Document extract section start
Sunday evening: polish and deploy
The last few hours:
- Mobile responsiveness (mostly fine; some sections needed adjustment)
- Accessibility (Cline missed some labels; I added)
- Performance (Cline’s first attempt at images wasn’t optimized; manual fix)
- SEO (meta tags, structured data; Cline handled most)
- Deploy to Vercel
About 4 hours.
What I’d do differently
A few reflections:
Spend more time on design upfront. I had wireframes but they were rough. Better wireframes would have produced better Cline-generated layouts.
Use the model picker more deliberately. I used Claude 3.5 Sonnet throughout. For some Day 2 work, Sonnet 3.7 (newly released) would have produced better first-attempt output.
Pin the design system file. I had a theme.ts with the color and spacing tokens. Pinning it in chat from the start would have produced more consistent code earlier.
Test mobile earlier. I tested mobile last; had to fix several sections. Earlier mobile testing would have caught issues during initial generation.
What surprised me
A few things:
Cline understood Astro 5 well. I expected gaps in newer framework knowledge. The training data is fresh enough that Astro 5 patterns were correct.
Tailwind v4 was fine. v4 has some syntax differences from v3. Cline picked them up correctly.
View Transitions worked first try. This is a relatively new browser feature. Cline’s setup was correct; the transitions worked on first attempt.
The conversion improvement was real. The new site converts 8% better than the old. Some of this is design (the new site is cleaner); some is performance (it’s faster); some might be psychological (newer site, more recent feel).
Cost
- Cline API spend: $11 over the weekend
- My time: ~26 hours
- Subscription costs: $0 (BYOK)
Total: $11 + my time.
For a marketing site that drives the company’s lead generation, the investment is trivially worth it.
What didn’t fit AI well
Some specific things that Cline couldn’t help with:
Brand voice. The copy needed a specific voice — confident but not pushy, technical but accessible. Cline’s drafts were generic. I rewrote most copy.
Visual judgment. Decisions like “this section should be wider” or “the spacing between these is off” required human eye. Cline’s code matched what I asked for; what I asked for needed my visual taste.
Content strategy. What goes where. Which features lead. What the pricing tiers should look like. These are business decisions Cline can’t make.
Document extract section end
- Exercises -
**a)** Copy the site-rebuild write-up from "View Transitions worked" to "rewrote most copy.", putting "two days" in place of "weekend".
**b)** Carry the site-rebuild write-up forward from the point where it stops.
The data that comes next is from a different source than the site-rebuild write-up.
Supplied information section start
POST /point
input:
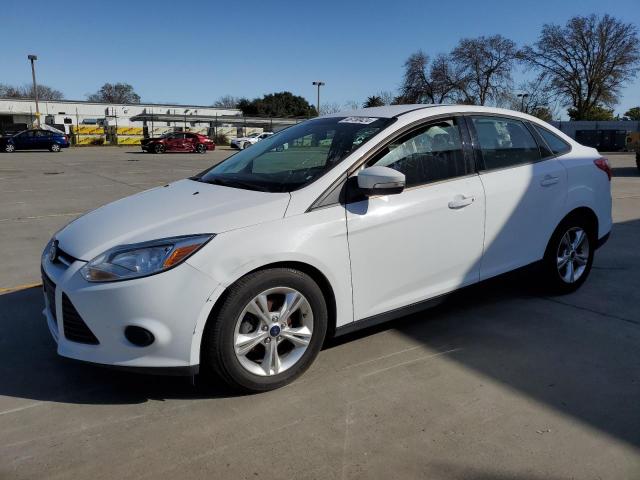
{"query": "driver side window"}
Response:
(429, 154)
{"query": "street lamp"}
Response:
(319, 84)
(522, 96)
(32, 59)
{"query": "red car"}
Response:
(178, 142)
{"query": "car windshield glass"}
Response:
(296, 156)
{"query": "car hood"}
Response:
(181, 208)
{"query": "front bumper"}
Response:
(171, 305)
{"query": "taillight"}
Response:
(603, 164)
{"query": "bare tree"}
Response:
(587, 61)
(226, 101)
(386, 96)
(485, 64)
(414, 83)
(447, 82)
(115, 93)
(26, 91)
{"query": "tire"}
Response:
(242, 364)
(566, 253)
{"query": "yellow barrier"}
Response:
(129, 131)
(129, 140)
(88, 139)
(87, 129)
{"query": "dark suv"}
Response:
(35, 139)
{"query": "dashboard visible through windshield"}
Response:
(296, 156)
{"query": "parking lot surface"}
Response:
(500, 382)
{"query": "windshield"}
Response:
(296, 156)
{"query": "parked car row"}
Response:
(34, 139)
(178, 142)
(245, 142)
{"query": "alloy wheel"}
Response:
(273, 331)
(573, 255)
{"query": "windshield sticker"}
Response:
(360, 120)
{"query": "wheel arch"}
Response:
(316, 275)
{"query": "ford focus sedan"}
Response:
(328, 226)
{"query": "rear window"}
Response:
(555, 143)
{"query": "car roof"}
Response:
(391, 111)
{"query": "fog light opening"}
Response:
(140, 337)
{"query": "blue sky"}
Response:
(194, 52)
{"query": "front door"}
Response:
(427, 240)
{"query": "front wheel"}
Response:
(267, 331)
(569, 256)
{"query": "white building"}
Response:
(66, 113)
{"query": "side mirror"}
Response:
(380, 181)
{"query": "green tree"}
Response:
(26, 91)
(115, 93)
(597, 112)
(633, 113)
(279, 104)
(373, 101)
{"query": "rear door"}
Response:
(525, 193)
(41, 139)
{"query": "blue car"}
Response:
(35, 139)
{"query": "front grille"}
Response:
(74, 327)
(50, 291)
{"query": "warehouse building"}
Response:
(93, 123)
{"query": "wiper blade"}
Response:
(228, 182)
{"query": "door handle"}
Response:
(549, 180)
(460, 201)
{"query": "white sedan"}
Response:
(331, 225)
(245, 142)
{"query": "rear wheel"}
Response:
(569, 256)
(267, 331)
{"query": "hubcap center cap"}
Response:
(274, 331)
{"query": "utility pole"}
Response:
(522, 96)
(32, 59)
(318, 84)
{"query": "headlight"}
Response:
(142, 259)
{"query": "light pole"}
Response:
(522, 96)
(32, 59)
(318, 84)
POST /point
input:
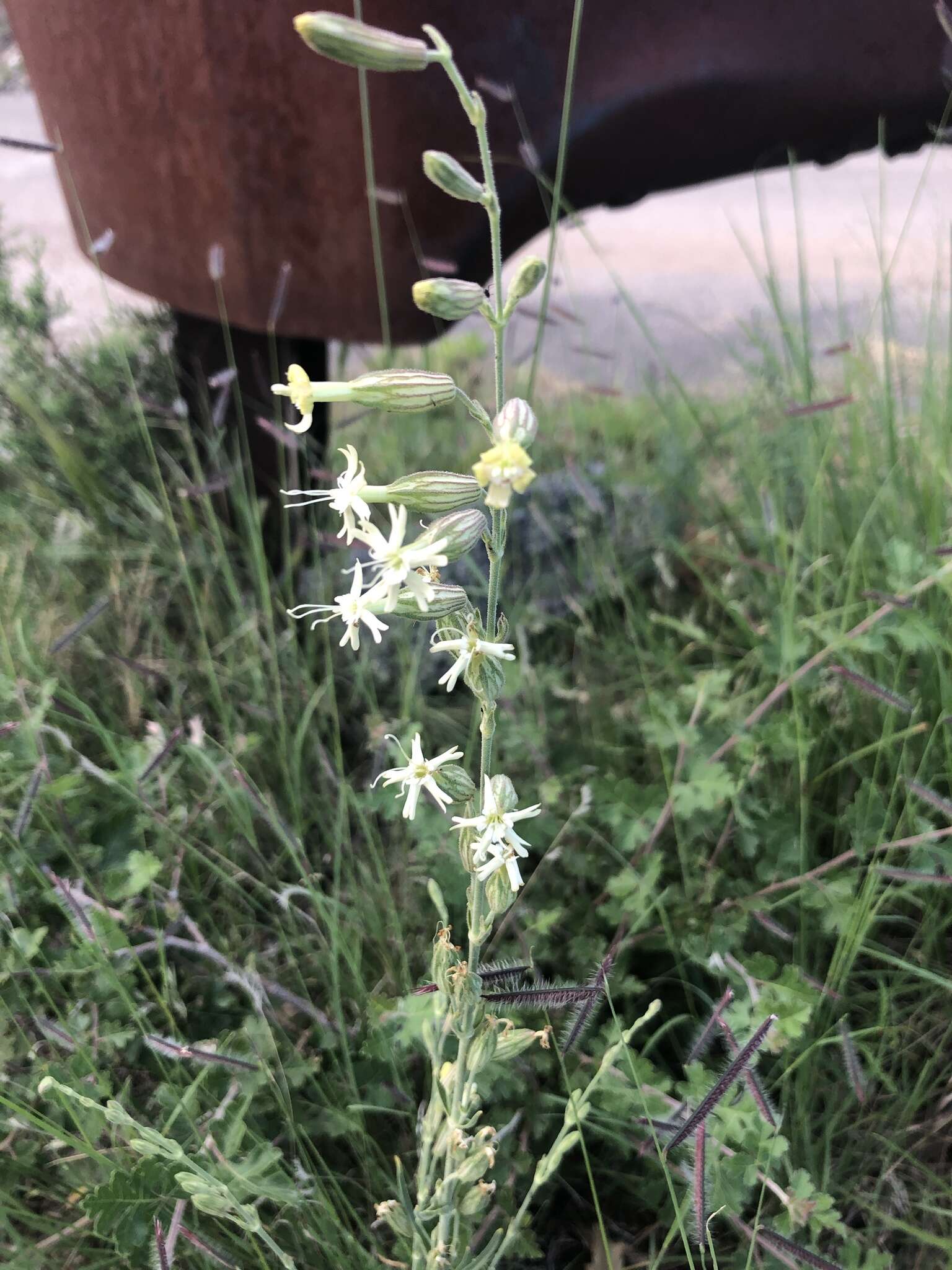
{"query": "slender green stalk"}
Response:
(558, 191)
(477, 112)
(372, 206)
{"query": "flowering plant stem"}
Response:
(477, 113)
(461, 1038)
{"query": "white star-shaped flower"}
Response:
(496, 843)
(397, 562)
(418, 775)
(503, 858)
(346, 498)
(465, 649)
(353, 607)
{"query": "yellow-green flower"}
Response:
(505, 468)
(301, 391)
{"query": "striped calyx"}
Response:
(403, 391)
(356, 43)
(451, 177)
(516, 422)
(527, 277)
(432, 492)
(446, 600)
(450, 299)
(459, 531)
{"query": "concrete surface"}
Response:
(682, 258)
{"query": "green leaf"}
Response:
(143, 868)
(125, 1208)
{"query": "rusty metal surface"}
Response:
(192, 122)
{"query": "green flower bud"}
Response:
(451, 177)
(247, 1217)
(448, 600)
(145, 1148)
(48, 1083)
(516, 422)
(483, 1048)
(214, 1204)
(549, 1165)
(477, 1201)
(355, 43)
(455, 781)
(499, 893)
(505, 794)
(391, 1213)
(461, 531)
(477, 1163)
(444, 1193)
(450, 299)
(433, 492)
(402, 391)
(444, 957)
(517, 1041)
(527, 277)
(193, 1185)
(117, 1114)
(150, 1142)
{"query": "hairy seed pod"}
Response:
(402, 391)
(528, 276)
(433, 492)
(450, 299)
(451, 177)
(455, 781)
(356, 43)
(460, 531)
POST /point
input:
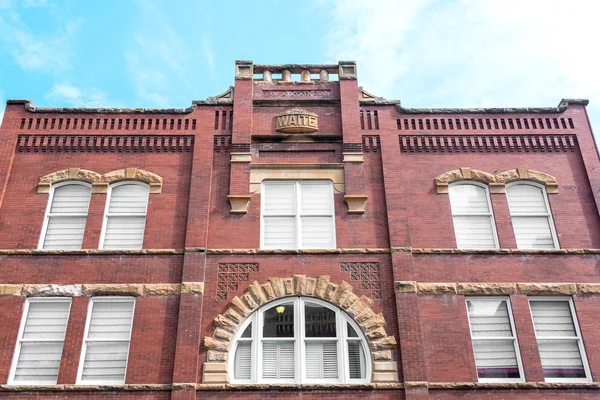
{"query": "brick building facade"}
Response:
(299, 236)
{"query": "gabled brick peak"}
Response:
(341, 295)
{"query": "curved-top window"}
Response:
(474, 225)
(299, 340)
(125, 217)
(531, 217)
(66, 216)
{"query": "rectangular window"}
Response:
(297, 215)
(40, 342)
(106, 343)
(559, 340)
(494, 340)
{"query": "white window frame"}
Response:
(107, 215)
(297, 215)
(584, 361)
(513, 337)
(257, 319)
(103, 299)
(490, 214)
(547, 214)
(48, 214)
(20, 340)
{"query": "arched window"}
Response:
(474, 225)
(125, 216)
(299, 340)
(66, 216)
(531, 216)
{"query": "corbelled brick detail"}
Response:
(341, 295)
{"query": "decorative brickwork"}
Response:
(104, 144)
(229, 276)
(341, 295)
(367, 274)
(497, 182)
(487, 143)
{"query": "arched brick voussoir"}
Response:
(462, 174)
(135, 174)
(256, 295)
(518, 174)
(71, 174)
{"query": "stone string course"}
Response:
(341, 295)
(102, 289)
(497, 288)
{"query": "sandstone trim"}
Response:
(97, 289)
(497, 288)
(341, 295)
(100, 182)
(496, 182)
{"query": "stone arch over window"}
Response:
(135, 174)
(517, 174)
(497, 183)
(71, 174)
(462, 174)
(358, 308)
Supplied information section end
- Set of answers -
**a)**
View Transitions worked first try. This is a relatively new browser feature. Cline’s setup was correct; the transitions worked on first attempt.
The conversion improvement was real. The new site converts 8% better than the old. Some of this is design (the new site is cleaner); some is performance (it’s faster); some might be psychological (newer site, more recent feel).
Cost
- Cline API spend: $11 over the two days
- My time: ~26 hours
- Subscription costs: $0 (BYOK)
Total: $11 + my time.
For a marketing site that drives the company’s lead generation, the investment is trivially worth it.
What didn’t fit AI well
Some specific things that Cline couldn’t help with:
Brand voice. The copy needed a specific voice — confident but not pushy, technical but accessible. Cline’s drafts were generic. I rewrote most copy.

**b)**
Conversion-focused detail. Small things like “this CTA should feel more urgent” required human judgment about user psychology.
For these, AI tools are an aid (Cline could rewrite copy; the rewrite would be generic without my voice). The judgment remained mine.
The honest takeaway
Marketing sites are unusually good AI tool fits because:
- Most of the work is layout and styling (well-trained patterns)
- The interactive components are typically standard patterns
- The visual stakes are bounded (functional > beautiful)
- The deploy is straightforward (Vercel, Netlify, etc.)
For a typical small SaaS marketing site, an experienced engineer with AI tooling can build and ship a polished version in a weekend. This is genuinely faster than pre-AI marketing site work.
For more complex sites (rich animations, novel interactions, brand-distinct visual systems), the AI productivity gain is smaller. The base case is meaningful even so.
Recommendation
For solo founders or small teams considering rebuilding a marketing site:
Start with design. Wireframes and content come from you. AI doesn’t replace this.
Use a fast tooling stack. Astro + Tailwind is well-documented and well-trained. Easier than custom solutions.
Build in a weekend. Time-box. Don’t let perfect be the enemy of shipped.
Deploy frequently. Multiple deploys per day during the build. Each tests the production behavior.
Polish iteratively after launch. Ship, then improve based on real user behavior.
The two-day timeline isn’t aspirational. With AI tooling and clear design, it’s achievable for typical marketing sites. The compound benefit — faster iteration, more frequent improvements — pays off across the site’s lifetime.